Exercise =>
Add 28 to every bounding-box coordinate in the answers, and write out again each line from the one containing "Run detection for white chimney" through the end of the records, requests included.

Dataset extract =>
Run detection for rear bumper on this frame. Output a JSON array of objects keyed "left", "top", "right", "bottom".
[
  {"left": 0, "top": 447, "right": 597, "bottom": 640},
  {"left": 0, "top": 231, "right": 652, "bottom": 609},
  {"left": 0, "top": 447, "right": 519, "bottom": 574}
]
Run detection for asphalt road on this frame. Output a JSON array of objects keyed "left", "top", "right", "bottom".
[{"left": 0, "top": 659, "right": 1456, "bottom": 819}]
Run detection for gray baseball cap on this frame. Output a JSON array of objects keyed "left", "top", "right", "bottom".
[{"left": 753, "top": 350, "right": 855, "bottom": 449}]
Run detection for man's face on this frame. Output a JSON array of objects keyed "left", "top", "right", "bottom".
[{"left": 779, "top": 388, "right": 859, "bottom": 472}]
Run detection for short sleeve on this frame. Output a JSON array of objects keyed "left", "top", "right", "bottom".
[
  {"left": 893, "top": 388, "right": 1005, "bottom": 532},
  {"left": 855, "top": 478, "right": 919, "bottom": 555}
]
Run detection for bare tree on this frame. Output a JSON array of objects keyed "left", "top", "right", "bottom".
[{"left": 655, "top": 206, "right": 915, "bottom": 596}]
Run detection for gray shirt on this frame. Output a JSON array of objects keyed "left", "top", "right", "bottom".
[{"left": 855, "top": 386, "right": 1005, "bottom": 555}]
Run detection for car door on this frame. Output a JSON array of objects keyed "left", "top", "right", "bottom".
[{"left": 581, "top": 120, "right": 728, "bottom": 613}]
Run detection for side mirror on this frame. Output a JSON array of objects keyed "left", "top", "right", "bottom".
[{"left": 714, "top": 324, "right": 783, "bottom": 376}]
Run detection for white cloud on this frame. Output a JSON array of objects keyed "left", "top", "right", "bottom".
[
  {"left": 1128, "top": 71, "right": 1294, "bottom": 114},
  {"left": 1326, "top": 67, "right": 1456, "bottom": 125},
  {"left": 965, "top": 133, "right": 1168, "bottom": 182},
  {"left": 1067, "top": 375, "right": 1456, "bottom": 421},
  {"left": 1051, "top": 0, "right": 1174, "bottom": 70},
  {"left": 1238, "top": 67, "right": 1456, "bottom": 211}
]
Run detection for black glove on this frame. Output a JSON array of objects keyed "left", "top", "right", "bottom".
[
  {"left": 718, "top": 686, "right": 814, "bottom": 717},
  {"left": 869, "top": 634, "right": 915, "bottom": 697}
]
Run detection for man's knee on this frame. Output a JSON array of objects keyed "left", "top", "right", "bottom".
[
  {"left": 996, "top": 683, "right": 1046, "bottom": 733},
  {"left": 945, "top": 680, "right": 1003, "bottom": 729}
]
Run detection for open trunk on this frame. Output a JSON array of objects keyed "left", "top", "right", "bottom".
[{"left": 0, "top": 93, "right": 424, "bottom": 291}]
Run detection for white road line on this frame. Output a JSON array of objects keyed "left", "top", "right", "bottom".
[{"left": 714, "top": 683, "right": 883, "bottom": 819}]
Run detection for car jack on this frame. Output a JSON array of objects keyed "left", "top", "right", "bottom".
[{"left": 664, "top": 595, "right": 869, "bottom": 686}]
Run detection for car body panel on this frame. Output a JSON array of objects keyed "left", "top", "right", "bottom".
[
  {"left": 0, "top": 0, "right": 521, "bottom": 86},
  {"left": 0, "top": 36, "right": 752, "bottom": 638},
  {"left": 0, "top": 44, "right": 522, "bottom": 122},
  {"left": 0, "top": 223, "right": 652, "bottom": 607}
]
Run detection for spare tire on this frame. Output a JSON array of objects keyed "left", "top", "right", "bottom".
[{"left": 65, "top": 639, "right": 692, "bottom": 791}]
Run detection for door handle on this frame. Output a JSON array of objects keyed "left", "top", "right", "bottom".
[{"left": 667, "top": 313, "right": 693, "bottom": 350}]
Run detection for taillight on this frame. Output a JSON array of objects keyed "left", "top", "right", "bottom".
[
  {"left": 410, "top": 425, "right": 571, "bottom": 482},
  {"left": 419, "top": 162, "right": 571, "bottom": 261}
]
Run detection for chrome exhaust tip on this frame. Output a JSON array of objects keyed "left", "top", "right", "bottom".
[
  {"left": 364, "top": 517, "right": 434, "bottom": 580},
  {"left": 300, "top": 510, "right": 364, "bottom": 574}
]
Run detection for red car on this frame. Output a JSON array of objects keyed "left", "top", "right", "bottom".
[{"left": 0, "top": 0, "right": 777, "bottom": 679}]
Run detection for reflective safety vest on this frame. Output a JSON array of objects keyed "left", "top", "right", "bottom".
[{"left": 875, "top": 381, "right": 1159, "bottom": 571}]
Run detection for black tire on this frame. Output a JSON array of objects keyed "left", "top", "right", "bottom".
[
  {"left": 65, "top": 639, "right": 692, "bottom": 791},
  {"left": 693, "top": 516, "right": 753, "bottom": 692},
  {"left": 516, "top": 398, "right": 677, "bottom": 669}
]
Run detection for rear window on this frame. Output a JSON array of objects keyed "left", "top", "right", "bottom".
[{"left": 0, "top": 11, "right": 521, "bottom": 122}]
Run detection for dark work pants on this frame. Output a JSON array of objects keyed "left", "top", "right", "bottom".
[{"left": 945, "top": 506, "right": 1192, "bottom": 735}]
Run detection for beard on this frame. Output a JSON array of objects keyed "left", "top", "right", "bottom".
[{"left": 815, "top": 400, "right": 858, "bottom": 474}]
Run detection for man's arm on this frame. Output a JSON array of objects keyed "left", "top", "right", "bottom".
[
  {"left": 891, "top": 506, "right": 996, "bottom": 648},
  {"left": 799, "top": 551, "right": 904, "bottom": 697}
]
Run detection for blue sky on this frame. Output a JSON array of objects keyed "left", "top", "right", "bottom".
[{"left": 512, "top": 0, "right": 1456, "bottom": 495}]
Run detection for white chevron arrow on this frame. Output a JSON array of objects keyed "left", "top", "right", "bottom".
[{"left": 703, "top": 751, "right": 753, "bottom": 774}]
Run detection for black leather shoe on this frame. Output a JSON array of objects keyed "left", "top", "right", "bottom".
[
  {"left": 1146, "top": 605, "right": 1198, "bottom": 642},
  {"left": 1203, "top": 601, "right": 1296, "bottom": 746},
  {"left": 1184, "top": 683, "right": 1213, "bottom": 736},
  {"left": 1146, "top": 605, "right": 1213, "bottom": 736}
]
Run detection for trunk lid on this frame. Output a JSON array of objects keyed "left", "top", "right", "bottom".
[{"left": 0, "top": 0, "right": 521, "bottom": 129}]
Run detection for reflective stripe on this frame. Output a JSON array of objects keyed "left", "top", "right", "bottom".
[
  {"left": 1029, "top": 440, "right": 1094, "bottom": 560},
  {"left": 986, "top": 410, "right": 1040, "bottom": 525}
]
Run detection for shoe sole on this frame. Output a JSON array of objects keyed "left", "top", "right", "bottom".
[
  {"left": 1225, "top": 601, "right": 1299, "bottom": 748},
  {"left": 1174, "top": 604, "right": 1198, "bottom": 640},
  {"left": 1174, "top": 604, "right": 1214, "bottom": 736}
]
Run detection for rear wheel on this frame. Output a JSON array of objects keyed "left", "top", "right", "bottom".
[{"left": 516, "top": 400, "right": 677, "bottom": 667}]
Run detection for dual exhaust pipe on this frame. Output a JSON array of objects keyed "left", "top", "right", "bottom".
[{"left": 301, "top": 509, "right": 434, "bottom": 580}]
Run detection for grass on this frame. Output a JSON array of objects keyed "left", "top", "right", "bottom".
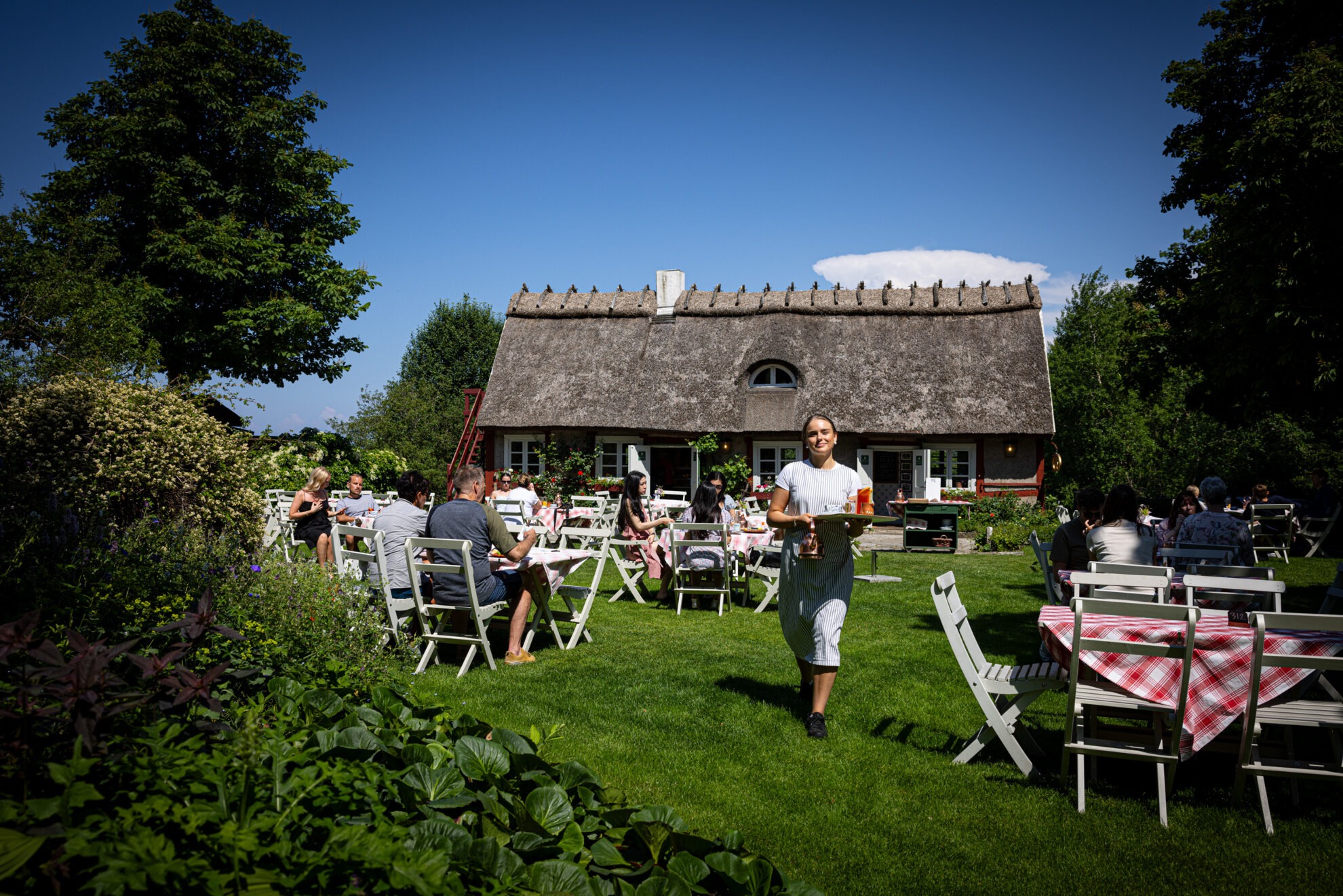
[{"left": 414, "top": 555, "right": 1343, "bottom": 896}]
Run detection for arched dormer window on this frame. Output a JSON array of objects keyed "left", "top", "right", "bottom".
[{"left": 747, "top": 364, "right": 798, "bottom": 388}]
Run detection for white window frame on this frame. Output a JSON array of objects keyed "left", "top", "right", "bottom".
[
  {"left": 504, "top": 434, "right": 545, "bottom": 475},
  {"left": 751, "top": 440, "right": 803, "bottom": 485},
  {"left": 747, "top": 364, "right": 798, "bottom": 388},
  {"left": 924, "top": 442, "right": 979, "bottom": 492},
  {"left": 592, "top": 435, "right": 648, "bottom": 480}
]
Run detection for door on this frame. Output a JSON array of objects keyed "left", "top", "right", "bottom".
[
  {"left": 647, "top": 445, "right": 693, "bottom": 500},
  {"left": 872, "top": 448, "right": 914, "bottom": 513}
]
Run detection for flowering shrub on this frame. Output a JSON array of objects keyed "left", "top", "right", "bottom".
[{"left": 0, "top": 375, "right": 262, "bottom": 543}]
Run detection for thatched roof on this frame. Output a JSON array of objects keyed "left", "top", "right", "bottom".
[{"left": 480, "top": 284, "right": 1054, "bottom": 435}]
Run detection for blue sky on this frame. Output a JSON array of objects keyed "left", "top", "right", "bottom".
[{"left": 0, "top": 0, "right": 1210, "bottom": 430}]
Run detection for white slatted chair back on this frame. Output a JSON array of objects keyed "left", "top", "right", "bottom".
[
  {"left": 1298, "top": 504, "right": 1343, "bottom": 558},
  {"left": 332, "top": 522, "right": 416, "bottom": 644},
  {"left": 669, "top": 522, "right": 732, "bottom": 617},
  {"left": 1156, "top": 544, "right": 1234, "bottom": 567},
  {"left": 1059, "top": 599, "right": 1202, "bottom": 827},
  {"left": 1245, "top": 504, "right": 1296, "bottom": 563},
  {"left": 745, "top": 544, "right": 783, "bottom": 612},
  {"left": 931, "top": 572, "right": 1068, "bottom": 778},
  {"left": 1184, "top": 567, "right": 1287, "bottom": 612},
  {"left": 1030, "top": 529, "right": 1064, "bottom": 603},
  {"left": 533, "top": 528, "right": 611, "bottom": 650},
  {"left": 1232, "top": 610, "right": 1343, "bottom": 834},
  {"left": 1069, "top": 567, "right": 1171, "bottom": 603},
  {"left": 403, "top": 539, "right": 507, "bottom": 678}
]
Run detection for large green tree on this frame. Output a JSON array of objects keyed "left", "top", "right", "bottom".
[
  {"left": 1133, "top": 0, "right": 1343, "bottom": 426},
  {"left": 24, "top": 0, "right": 376, "bottom": 384}
]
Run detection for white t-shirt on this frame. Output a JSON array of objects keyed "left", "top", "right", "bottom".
[
  {"left": 1087, "top": 520, "right": 1156, "bottom": 567},
  {"left": 501, "top": 485, "right": 541, "bottom": 522}
]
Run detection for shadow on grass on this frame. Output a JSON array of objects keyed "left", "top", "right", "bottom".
[{"left": 713, "top": 676, "right": 811, "bottom": 722}]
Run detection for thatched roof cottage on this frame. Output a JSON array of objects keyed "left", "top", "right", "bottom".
[{"left": 478, "top": 271, "right": 1054, "bottom": 503}]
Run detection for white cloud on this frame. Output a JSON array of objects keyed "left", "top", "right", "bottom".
[{"left": 811, "top": 246, "right": 1049, "bottom": 292}]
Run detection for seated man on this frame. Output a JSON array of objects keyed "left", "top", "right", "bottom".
[
  {"left": 336, "top": 473, "right": 377, "bottom": 551},
  {"left": 427, "top": 466, "right": 536, "bottom": 666},
  {"left": 1049, "top": 489, "right": 1106, "bottom": 578},
  {"left": 373, "top": 470, "right": 429, "bottom": 610},
  {"left": 1177, "top": 475, "right": 1254, "bottom": 567}
]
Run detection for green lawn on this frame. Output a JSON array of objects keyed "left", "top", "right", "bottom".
[{"left": 415, "top": 555, "right": 1343, "bottom": 896}]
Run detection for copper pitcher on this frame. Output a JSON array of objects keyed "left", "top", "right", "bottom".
[{"left": 798, "top": 518, "right": 826, "bottom": 560}]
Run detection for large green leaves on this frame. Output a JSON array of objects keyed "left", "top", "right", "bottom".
[
  {"left": 454, "top": 735, "right": 507, "bottom": 781},
  {"left": 526, "top": 787, "right": 573, "bottom": 834}
]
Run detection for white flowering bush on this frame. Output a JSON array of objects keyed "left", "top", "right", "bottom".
[{"left": 0, "top": 375, "right": 262, "bottom": 544}]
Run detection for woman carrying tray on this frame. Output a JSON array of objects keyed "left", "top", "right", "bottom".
[{"left": 767, "top": 414, "right": 863, "bottom": 737}]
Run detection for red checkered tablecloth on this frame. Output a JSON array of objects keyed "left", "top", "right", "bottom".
[
  {"left": 1040, "top": 607, "right": 1343, "bottom": 758},
  {"left": 536, "top": 507, "right": 596, "bottom": 534}
]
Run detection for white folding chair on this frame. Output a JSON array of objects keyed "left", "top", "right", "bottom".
[
  {"left": 747, "top": 544, "right": 783, "bottom": 612},
  {"left": 1029, "top": 529, "right": 1064, "bottom": 604},
  {"left": 332, "top": 522, "right": 416, "bottom": 645},
  {"left": 931, "top": 572, "right": 1068, "bottom": 778},
  {"left": 1058, "top": 596, "right": 1201, "bottom": 827},
  {"left": 669, "top": 522, "right": 732, "bottom": 617},
  {"left": 1068, "top": 564, "right": 1174, "bottom": 603},
  {"left": 1232, "top": 612, "right": 1343, "bottom": 834},
  {"left": 532, "top": 528, "right": 611, "bottom": 650},
  {"left": 1298, "top": 504, "right": 1343, "bottom": 558},
  {"left": 1184, "top": 575, "right": 1287, "bottom": 612},
  {"left": 606, "top": 539, "right": 657, "bottom": 603},
  {"left": 1245, "top": 504, "right": 1296, "bottom": 563},
  {"left": 1156, "top": 544, "right": 1234, "bottom": 567},
  {"left": 404, "top": 539, "right": 507, "bottom": 678}
]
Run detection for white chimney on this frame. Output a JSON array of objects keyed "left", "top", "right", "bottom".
[{"left": 658, "top": 270, "right": 685, "bottom": 317}]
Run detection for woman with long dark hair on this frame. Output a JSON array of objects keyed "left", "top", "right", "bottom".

Written response =>
Run detection for white chimney on this frame. Output a JSON array of objects keyed "left", "top", "right", "bottom".
[{"left": 686, "top": 298, "right": 713, "bottom": 345}]
Run detection for woman with long dark hair on this frame. Output a JSON array of objects keyed "left", "top", "right", "bottom".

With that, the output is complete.